**Records for the task:**
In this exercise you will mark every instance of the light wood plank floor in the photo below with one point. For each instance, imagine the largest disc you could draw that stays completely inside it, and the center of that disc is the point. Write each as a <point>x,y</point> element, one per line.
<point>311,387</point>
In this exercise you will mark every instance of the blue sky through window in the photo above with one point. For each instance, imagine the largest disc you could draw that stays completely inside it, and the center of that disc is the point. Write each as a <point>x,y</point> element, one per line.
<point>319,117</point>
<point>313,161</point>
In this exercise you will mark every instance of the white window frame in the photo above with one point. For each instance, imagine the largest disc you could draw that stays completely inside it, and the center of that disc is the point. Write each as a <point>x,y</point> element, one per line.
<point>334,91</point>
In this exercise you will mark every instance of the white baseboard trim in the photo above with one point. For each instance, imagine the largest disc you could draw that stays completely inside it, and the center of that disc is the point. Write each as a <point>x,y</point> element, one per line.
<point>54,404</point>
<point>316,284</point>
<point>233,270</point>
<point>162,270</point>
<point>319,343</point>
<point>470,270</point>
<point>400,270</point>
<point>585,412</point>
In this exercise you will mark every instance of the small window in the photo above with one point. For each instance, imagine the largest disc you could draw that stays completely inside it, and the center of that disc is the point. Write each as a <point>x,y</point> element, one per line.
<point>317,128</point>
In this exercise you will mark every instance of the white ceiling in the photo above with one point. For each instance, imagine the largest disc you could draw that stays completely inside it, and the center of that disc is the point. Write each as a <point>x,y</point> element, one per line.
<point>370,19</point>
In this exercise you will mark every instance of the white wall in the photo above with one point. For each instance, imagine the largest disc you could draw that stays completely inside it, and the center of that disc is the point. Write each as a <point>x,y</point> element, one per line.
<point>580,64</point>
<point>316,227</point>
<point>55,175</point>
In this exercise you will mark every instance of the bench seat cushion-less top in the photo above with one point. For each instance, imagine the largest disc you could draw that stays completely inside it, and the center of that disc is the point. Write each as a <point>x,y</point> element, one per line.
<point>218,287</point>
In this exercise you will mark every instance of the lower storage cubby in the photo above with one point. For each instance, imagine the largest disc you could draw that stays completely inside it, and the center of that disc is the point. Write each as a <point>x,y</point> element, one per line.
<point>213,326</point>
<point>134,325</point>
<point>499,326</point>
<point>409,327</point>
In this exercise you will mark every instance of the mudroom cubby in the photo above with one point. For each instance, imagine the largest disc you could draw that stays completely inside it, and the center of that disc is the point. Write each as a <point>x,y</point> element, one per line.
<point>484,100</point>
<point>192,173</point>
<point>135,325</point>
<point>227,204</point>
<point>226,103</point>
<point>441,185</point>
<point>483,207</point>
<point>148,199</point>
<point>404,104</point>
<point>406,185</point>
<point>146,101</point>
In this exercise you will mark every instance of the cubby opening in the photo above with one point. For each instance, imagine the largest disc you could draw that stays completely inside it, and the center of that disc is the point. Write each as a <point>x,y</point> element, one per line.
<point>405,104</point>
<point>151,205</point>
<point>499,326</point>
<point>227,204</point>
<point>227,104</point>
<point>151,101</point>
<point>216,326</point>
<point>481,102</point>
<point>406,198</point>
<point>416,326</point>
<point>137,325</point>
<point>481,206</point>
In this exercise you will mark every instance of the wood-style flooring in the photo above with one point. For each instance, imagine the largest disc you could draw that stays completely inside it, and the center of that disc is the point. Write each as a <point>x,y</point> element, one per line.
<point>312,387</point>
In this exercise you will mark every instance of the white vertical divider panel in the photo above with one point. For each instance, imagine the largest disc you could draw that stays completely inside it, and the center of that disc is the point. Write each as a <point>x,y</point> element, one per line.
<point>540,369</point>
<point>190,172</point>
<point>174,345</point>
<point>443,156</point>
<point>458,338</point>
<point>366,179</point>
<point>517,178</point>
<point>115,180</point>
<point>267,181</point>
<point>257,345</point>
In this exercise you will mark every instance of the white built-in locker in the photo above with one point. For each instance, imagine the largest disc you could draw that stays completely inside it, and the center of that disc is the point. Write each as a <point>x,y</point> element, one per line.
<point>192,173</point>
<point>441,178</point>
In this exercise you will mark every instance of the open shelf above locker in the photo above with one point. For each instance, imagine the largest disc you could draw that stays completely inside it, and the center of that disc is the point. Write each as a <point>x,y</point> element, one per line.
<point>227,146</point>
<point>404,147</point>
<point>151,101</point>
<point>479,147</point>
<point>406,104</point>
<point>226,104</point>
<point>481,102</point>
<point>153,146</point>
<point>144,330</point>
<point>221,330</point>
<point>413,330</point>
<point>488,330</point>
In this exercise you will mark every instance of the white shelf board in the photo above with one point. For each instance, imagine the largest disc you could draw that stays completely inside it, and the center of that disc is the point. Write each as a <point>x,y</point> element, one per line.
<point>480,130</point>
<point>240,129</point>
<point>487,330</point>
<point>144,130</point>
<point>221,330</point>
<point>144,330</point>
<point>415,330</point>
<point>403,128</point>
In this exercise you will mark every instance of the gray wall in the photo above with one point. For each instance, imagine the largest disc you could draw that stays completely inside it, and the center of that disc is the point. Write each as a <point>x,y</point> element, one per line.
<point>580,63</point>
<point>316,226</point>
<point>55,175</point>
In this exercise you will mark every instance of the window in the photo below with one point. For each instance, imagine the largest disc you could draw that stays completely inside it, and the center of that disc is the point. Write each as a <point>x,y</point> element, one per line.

**Task statement:** Copy all of the lines above word for word, with no changes.

**Final answer:**
In this exercise you will mark every instance of the light wood plank floor in the photo below with one point. For each instance, imagine the largest disc you could draw that stays completely inside it, and the center of that disc is the point. Write each as a <point>x,y</point> element, one per line.
<point>311,387</point>
In this exercise you will mark every instance of the blue sky through window in the photo above with one point. For each instance, imagine the largest disc you could draw that stays completely inside it, and the center of that disc is the point. Write each as a <point>x,y</point> element, one per line.
<point>319,117</point>
<point>313,161</point>
In this exercise you will mark every instance of the white window frame in the photo above with one point. For each instance, imagine the largest disc you could draw that stays completely inside it, and the center of that disc is the point. Write each as a <point>x,y</point> element, one per line.
<point>334,91</point>
In this exercise you will mark every instance of the white baseboard trim in the photo above with one point. For each instance, imagine the largest disc you could draw that stays completely inside it, and the center of that disc is the point. Write each as a <point>x,y</point> element, one per line.
<point>54,404</point>
<point>316,284</point>
<point>233,270</point>
<point>162,270</point>
<point>319,343</point>
<point>470,270</point>
<point>400,270</point>
<point>585,412</point>
In this exercise you will mark every instance of the small window in the photo above with one point. For each instance, imagine the largest disc you could draw that stays completely inside it, and the center of that disc is the point. Write each as a <point>x,y</point> element, one per line.
<point>317,128</point>
In this exercise you will mark every instance of the white ceiling in the photo above with one point. For each instance, imagine the largest disc you could draw that stays completely inside it, and the center of that disc is the point. Write each as a <point>x,y</point> element, one per line.
<point>370,19</point>
In this exercise you will mark every instance of the white wall in the photo above with one point. For each instance, imagine the largest disc you could draw that stays completely inside it, and the center of that disc is the point. Write each as a <point>x,y</point> element, one per line.
<point>580,64</point>
<point>316,227</point>
<point>55,175</point>
In this exercise you will mark every instance of the bench seat cushion-less top in the photo above with one point. For each instance, imagine the largest disc you could draw that stays completely inside it, and the center of that disc is the point. Write each as a <point>x,y</point> element, one per line.
<point>218,287</point>
In this exercise you will mark every instance of the lower storage cubby in the photo above with one point. For each instance, imagine the largest disc you could draw that stays completely inside it, and the center of that disc is the point. Write each as a <point>x,y</point> element, one per line.
<point>213,326</point>
<point>134,325</point>
<point>499,326</point>
<point>409,327</point>
In this exercise you will mark every instance of the mudroom cubby in the photo above with one point. For each instance, imagine the largest disc you could draw that stays completely inside it, and the center of that disc is the point. Write each as a <point>x,y</point> element, one per line.
<point>484,100</point>
<point>192,173</point>
<point>135,325</point>
<point>227,204</point>
<point>226,103</point>
<point>441,185</point>
<point>483,207</point>
<point>148,199</point>
<point>404,104</point>
<point>406,185</point>
<point>146,101</point>
In this exercise you will mark every instance of the cubby opening in the photo above with one point. For each instance, imagine the largest disc you could draw that stays completely inside it, and the center of that disc is the point. Write each as a <point>x,y</point> element, one per line.
<point>405,104</point>
<point>151,205</point>
<point>499,326</point>
<point>227,204</point>
<point>227,104</point>
<point>151,101</point>
<point>216,326</point>
<point>481,102</point>
<point>406,198</point>
<point>416,326</point>
<point>137,325</point>
<point>481,206</point>
In this exercise you will mark every instance of the wood-style flooring in the photo above with one point. For each instance, imagine the largest disc you could draw that stays completely inside it, and the center of that disc is the point. Write each as a <point>x,y</point> element, one per line.
<point>312,387</point>
In this exercise you will mark every instance of the white vertical divider panel in the photo above with one point. For each instance, imagine the largest disc you could draw that stays completely inside it, and the center of that disc is the point. Write each as a <point>x,y</point> element, one per line.
<point>540,369</point>
<point>190,172</point>
<point>174,345</point>
<point>443,156</point>
<point>458,338</point>
<point>366,179</point>
<point>517,178</point>
<point>115,180</point>
<point>267,181</point>
<point>257,345</point>
In this exercise you will mark every instance of the white built-in locker in the photo above with one point. For each instance, imagine the largest disc you could draw that stays completely inside it, and the center of that disc is the point. Write each as a <point>x,y</point> element, one per line.
<point>192,173</point>
<point>441,178</point>
In this exercise you will mark every instance of the open shelf above locker in the photo above with one point. For each instance, imagine the largest disc you could draw that stays completely inside it, and the center of that disc is the point. Write each as a <point>x,y</point> element, one per line.
<point>227,146</point>
<point>404,147</point>
<point>151,101</point>
<point>479,147</point>
<point>406,104</point>
<point>226,104</point>
<point>481,102</point>
<point>153,146</point>
<point>144,330</point>
<point>221,330</point>
<point>413,330</point>
<point>488,330</point>
In this exercise you will mark every instance of the white shelf board in the photo above with one point. For each instance, imagine the largest disc you could draw that stays completely inside it, and the center of that disc is the point. Write each as a <point>x,y</point> element, one per line.
<point>480,130</point>
<point>240,129</point>
<point>487,330</point>
<point>144,130</point>
<point>221,330</point>
<point>144,330</point>
<point>415,330</point>
<point>403,128</point>
In this exercise you will mark every instance of the gray wall in the photo above with one point. For each instance, imagine the largest disc you could draw that stays completely inside it, and the center of that disc is the point. Write each as a <point>x,y</point> element, one per line.
<point>580,63</point>
<point>316,226</point>
<point>55,175</point>
In this exercise you will mark every instance of the window in the photo below with one point. For each instance, imagine the largest disc you could draw that stays completely inside it, and the center of that disc is the point. Write each as a <point>x,y</point> element, one per line.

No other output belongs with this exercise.